> [DIRECTION]:
Render every row below as a numbered list, one line per number, skipping any blank lines. Leave the pictures out.

> [DATASET CONTENT]:

───

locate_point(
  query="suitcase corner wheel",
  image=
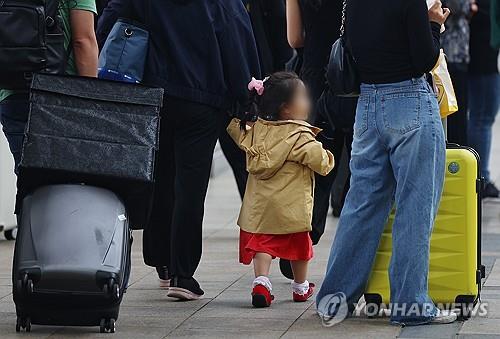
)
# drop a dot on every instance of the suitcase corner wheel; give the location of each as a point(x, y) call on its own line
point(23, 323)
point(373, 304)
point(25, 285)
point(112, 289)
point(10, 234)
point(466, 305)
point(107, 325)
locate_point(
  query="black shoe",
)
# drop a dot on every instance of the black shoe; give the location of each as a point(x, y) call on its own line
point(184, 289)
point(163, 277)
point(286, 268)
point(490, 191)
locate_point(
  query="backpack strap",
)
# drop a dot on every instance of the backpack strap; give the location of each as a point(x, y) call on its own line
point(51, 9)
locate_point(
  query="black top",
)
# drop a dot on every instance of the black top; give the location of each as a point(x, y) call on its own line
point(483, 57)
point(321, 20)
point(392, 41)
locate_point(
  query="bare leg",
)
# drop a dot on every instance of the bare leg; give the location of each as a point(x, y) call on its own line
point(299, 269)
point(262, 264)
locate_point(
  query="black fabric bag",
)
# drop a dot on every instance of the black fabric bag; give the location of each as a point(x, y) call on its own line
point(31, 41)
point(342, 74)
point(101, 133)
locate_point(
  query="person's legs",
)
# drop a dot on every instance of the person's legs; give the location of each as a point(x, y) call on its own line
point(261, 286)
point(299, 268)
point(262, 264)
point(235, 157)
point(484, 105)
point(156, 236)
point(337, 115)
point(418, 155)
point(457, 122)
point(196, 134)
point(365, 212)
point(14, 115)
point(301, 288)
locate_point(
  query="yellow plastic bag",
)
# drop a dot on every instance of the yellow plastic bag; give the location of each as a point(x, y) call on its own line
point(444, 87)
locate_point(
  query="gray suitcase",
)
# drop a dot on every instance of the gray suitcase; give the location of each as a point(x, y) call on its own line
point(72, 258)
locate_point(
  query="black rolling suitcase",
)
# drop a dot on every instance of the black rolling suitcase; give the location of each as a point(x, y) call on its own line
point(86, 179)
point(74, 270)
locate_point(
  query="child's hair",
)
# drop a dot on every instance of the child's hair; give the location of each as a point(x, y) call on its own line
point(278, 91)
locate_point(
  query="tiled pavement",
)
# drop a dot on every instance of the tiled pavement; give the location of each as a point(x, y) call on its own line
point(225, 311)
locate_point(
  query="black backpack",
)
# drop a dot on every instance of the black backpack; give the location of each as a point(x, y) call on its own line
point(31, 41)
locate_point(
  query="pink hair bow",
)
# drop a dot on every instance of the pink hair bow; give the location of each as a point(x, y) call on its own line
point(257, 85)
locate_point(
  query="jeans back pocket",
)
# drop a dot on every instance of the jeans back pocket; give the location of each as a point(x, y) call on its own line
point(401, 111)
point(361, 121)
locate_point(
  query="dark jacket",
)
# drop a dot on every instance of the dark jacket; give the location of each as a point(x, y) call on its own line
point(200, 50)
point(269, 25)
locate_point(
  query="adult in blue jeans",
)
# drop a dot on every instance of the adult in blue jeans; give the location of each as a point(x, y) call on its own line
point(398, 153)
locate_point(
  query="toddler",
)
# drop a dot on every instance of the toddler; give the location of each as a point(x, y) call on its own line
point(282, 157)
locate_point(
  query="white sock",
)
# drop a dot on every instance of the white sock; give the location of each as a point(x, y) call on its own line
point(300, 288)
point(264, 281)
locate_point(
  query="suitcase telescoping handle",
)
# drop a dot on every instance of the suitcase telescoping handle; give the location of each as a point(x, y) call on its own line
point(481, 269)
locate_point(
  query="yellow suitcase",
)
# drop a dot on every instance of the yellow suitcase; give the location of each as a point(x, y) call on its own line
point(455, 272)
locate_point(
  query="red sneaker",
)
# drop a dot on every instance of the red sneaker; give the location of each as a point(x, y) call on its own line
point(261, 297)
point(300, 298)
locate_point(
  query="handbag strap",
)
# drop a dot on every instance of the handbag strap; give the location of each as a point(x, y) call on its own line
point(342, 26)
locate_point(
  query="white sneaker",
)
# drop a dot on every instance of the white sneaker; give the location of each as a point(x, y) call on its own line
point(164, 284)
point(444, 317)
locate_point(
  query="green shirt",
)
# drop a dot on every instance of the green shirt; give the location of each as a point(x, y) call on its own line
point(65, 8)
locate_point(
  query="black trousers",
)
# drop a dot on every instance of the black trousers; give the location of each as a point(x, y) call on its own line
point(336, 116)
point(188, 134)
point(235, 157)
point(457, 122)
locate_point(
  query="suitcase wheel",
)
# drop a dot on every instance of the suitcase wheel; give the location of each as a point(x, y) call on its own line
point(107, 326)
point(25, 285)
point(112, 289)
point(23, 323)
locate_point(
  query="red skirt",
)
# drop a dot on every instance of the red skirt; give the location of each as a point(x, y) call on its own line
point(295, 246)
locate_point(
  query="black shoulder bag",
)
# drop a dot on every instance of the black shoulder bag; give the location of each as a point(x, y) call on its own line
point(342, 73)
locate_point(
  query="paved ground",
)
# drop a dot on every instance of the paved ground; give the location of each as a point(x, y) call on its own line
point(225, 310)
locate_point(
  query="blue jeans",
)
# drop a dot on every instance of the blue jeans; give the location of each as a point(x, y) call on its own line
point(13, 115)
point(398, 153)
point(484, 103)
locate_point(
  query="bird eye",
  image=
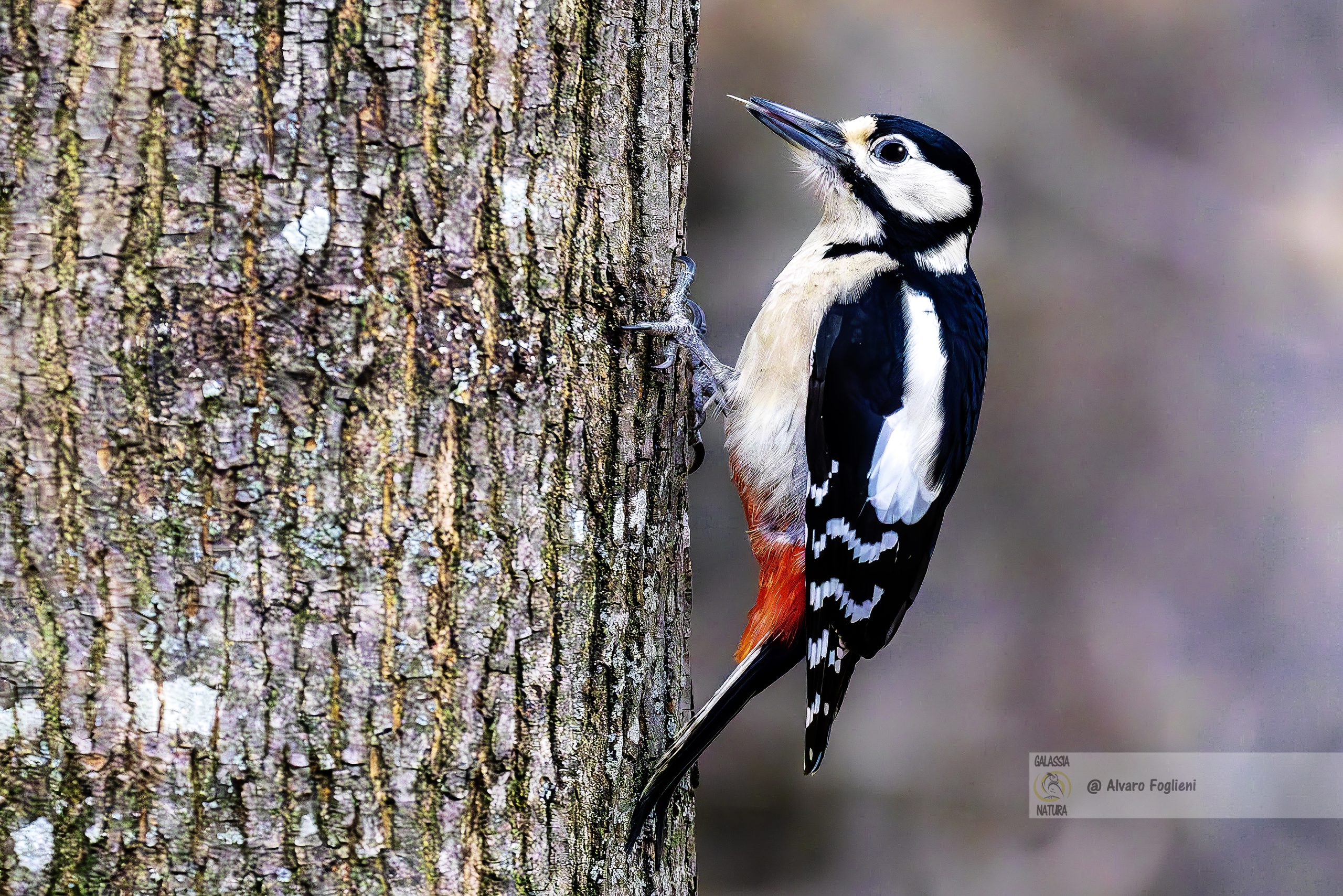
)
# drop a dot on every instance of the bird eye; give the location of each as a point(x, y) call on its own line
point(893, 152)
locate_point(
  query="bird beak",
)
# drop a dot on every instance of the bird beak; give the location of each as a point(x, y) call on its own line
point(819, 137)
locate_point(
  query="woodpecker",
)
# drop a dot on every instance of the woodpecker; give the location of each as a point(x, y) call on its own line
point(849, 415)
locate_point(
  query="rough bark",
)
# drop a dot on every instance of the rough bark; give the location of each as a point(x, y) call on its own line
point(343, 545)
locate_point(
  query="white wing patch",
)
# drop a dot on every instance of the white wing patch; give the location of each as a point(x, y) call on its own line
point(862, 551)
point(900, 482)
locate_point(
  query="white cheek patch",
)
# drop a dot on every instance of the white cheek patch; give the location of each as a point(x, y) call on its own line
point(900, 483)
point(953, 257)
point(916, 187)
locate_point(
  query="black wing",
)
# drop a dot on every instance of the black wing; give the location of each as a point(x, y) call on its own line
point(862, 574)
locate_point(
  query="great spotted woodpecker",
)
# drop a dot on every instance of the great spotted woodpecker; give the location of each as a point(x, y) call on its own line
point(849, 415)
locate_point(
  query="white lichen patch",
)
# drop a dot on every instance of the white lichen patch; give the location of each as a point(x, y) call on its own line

───

> [SOLUTION TO THIS TASK]:
1. locate_point(
2.   query="suitcase corner wheel",
3.   image=
4. )
5. # drop a dot on every instance of the suitcase corner wheel; give the location of each as a point(x, y) call on its own line
6. point(23, 323)
7. point(373, 304)
8. point(25, 285)
9. point(112, 289)
10. point(10, 234)
11. point(466, 305)
12. point(107, 325)
13. locate_point(
14.   query="black shoe",
15. )
16. # drop a dot on every instance of the black shoe; give the location of each as a point(x, y) call on its own line
17. point(184, 289)
18. point(163, 277)
19. point(286, 268)
20. point(490, 191)
21. locate_point(
22.   query="backpack strap",
23. )
24. # drop a dot on every instance of the backpack strap; give the location of each as a point(x, y) call on its own line
25. point(51, 9)
26. locate_point(
27.   query="black top",
28. )
29. # drop a dot on every instance of the black top; give the location of each as a point(x, y) call on its own line
30. point(483, 57)
31. point(321, 20)
32. point(392, 41)
33. locate_point(
34.   query="bare leg",
35. )
36. # drop a dot on every instance of the bare leg; give the location of each as a point(x, y) call on its own line
37. point(299, 269)
38. point(262, 264)
39. locate_point(
40.   query="black fabric bag",
41. )
42. # drop a dot on every instance of the black fabric bag; give the location of each as a point(x, y) call on its own line
43. point(31, 41)
44. point(342, 74)
45. point(101, 133)
46. locate_point(
47.   query="person's legs",
48. )
49. # drop a dot on every instance of the person's legs; give the location of each as a point(x, y) call on its own line
50. point(261, 286)
51. point(299, 268)
52. point(262, 264)
53. point(235, 157)
54. point(484, 105)
55. point(156, 236)
56. point(337, 115)
57. point(418, 155)
58. point(457, 122)
59. point(196, 134)
60. point(365, 212)
61. point(14, 115)
62. point(301, 288)
63. locate_point(
64.   query="yellow plastic bag",
65. )
66. # drop a dot on every instance of the yellow plastic bag; give the location of each as a point(x, y) call on its own line
67. point(444, 87)
68. locate_point(
69.   query="gray suitcase",
70. )
71. # drop a dot on every instance of the gray suitcase; give the location of each as a point(x, y) call on its own line
72. point(72, 258)
73. locate_point(
74.   query="black rolling suitcase",
75. )
76. # drop a dot on every instance of the black rolling suitcase; give the location of each as a point(x, y) call on its own line
77. point(86, 179)
78. point(74, 270)
79. locate_point(
80.   query="child's hair",
81. )
82. # drop a dot on every instance of the child's hair; give the location of each as a point(x, y) call on its own line
83. point(278, 91)
84. locate_point(
85.   query="tiled pavement",
86. )
87. # drop a dot on every instance of the tiled pavement; give the location of each as a point(x, y) call on its own line
88. point(225, 311)
89. locate_point(
90.   query="black backpack",
91. )
92. # drop a dot on every instance of the black backpack; give the location of each as a point(x, y) call on its own line
93. point(31, 41)
94. locate_point(
95.   query="pink hair bow",
96. )
97. # drop a dot on every instance of the pink hair bow; give the location of each as a point(x, y) call on its own line
98. point(257, 85)
99. locate_point(
100.   query="jeans back pocket",
101. )
102. # drop a dot on every instance of the jeans back pocket; give the location of each as a point(x, y) call on its own line
103. point(401, 111)
104. point(361, 121)
105. locate_point(
106.   query="dark jacket",
107. )
108. # drop a dot on every instance of the dark jacket; give the location of each as a point(x, y) call on its own line
109. point(200, 50)
110. point(269, 25)
111. locate_point(
112.   query="adult in blue jeans",
113. )
114. # drop a dot on every instance of the adult in blue jeans; give the location of each as a point(x, y) call on its own line
115. point(398, 153)
116. locate_point(
117.   query="toddler",
118. )
119. # drop a dot on every instance of the toddler; give the location of each as a point(x, y) call on its own line
120. point(282, 157)
121. locate_point(
122.   query="white sock",
123. )
124. # drop a dot on every instance of the white sock; give the location of each as a point(x, y) call on its own line
125. point(300, 288)
126. point(264, 281)
127. locate_point(
128.   query="suitcase telescoping handle",
129. )
130. # drop a dot on every instance of the suitcase telescoping handle; give the location of each as a point(x, y) call on its own line
131. point(481, 269)
132. locate_point(
133.   query="yellow suitcase",
134. )
135. # drop a dot on every instance of the yellow suitcase; give the location of each as a point(x, y) call on its own line
136. point(455, 272)
137. locate_point(
138.   query="red sneaker",
139. )
140. # drop a dot on every instance of the red sneaker; give the location of each as a point(x, y) call on its own line
141. point(261, 297)
142. point(300, 298)
143. locate_point(
144.   query="handbag strap",
145. )
146. # drop a dot on every instance of the handbag strap; give the location of each as a point(x, y) call on its own line
147. point(342, 26)
148. locate_point(
149.   query="white sneaker",
150. )
151. # drop a dot on every instance of the white sneaker; give the location of each as a point(x, y) call on its own line
152. point(164, 284)
153. point(444, 317)
154. locate_point(
155.   query="green shirt",
156. )
157. # drop a dot on every instance of the green shirt; give the location of each as a point(x, y) call on its own line
158. point(65, 8)
159. locate_point(
160.   query="black trousers",
161. )
162. # drop a dot on every instance of the black trousers; give the location of each as a point(x, y) call on its own line
163. point(336, 116)
164. point(188, 134)
165. point(235, 157)
166. point(457, 122)
167. locate_point(
168.   query="suitcase wheel",
169. )
170. # drop a dot on every instance of the suitcase wheel; give the location of each as a point(x, y) call on its own line
171. point(107, 326)
172. point(25, 285)
173. point(112, 289)
174. point(23, 323)
175. locate_point(
176.   query="red skirt",
177. )
178. # drop a dot on every instance of the red skirt; give the location of each as a point(x, y) call on its own line
179. point(295, 246)
180. locate_point(
181.   query="black shoulder bag",
182. )
183. # drop a dot on every instance of the black shoulder bag; give the location of each as a point(x, y) call on its own line
184. point(342, 73)
185. locate_point(
186.   query="paved ground",
187. )
188. # drop a dot on every instance of the paved ground; give the location of each as a point(x, y) call on its own line
189. point(225, 310)
190. locate_point(
191.   query="blue jeans",
192. )
193. # drop a dot on every instance of the blue jeans; give the location of each as a point(x, y) call on its own line
194. point(13, 115)
195. point(398, 153)
196. point(484, 103)
197. locate_point(
198.   query="bird eye",
199.   image=
200. )
201. # drop a dot on every instance of the bird eye; give the location of each as a point(x, y) call on its own line
202. point(893, 152)
203. locate_point(
204.   query="bird beak",
205. )
206. # drop a dot on every instance of the bird beak; give the location of each as a point(x, y) call on its own line
207. point(819, 137)
208. locate_point(
209.   query="woodpecker",
210. )
211. # drop a dot on every instance of the woodpecker; give the location of each as a point(x, y) call on its own line
212. point(849, 415)
213. locate_point(
214.   query="rough bark",
215. )
216. # drop a dot on every instance of the rough bark; give the location of each as a point(x, y) call on its own line
217. point(343, 545)
218. locate_point(
219.   query="white wing patch",
220. )
221. # drop a dot on every instance of the white wing patch; give the location of each as a point(x, y) call on its own line
222. point(862, 551)
223. point(900, 482)
224. locate_point(
225.   query="white cheek patch",
226. )
227. # drop a dot on every instance of the white cheek patch; give the location of each as a point(x, y) call on its own line
228. point(900, 483)
229. point(953, 257)
230. point(916, 187)
231. locate_point(
232.   query="black wing",
233. )
234. # drop a dot on every instance of the black wing; give the location of each as a point(x, y) call on its own line
235. point(862, 574)
236. locate_point(
237.   query="great spotted woodpecker",
238. )
239. # drop a dot on every instance of the great spotted woodpecker; give the location of each as a point(x, y) call on its own line
240. point(849, 415)
241. locate_point(
242.   query="white lichen patch",
243. )
244. # drop a dot on every instance of the white lichen patch; give the location of each as a point(x, y) call on its own line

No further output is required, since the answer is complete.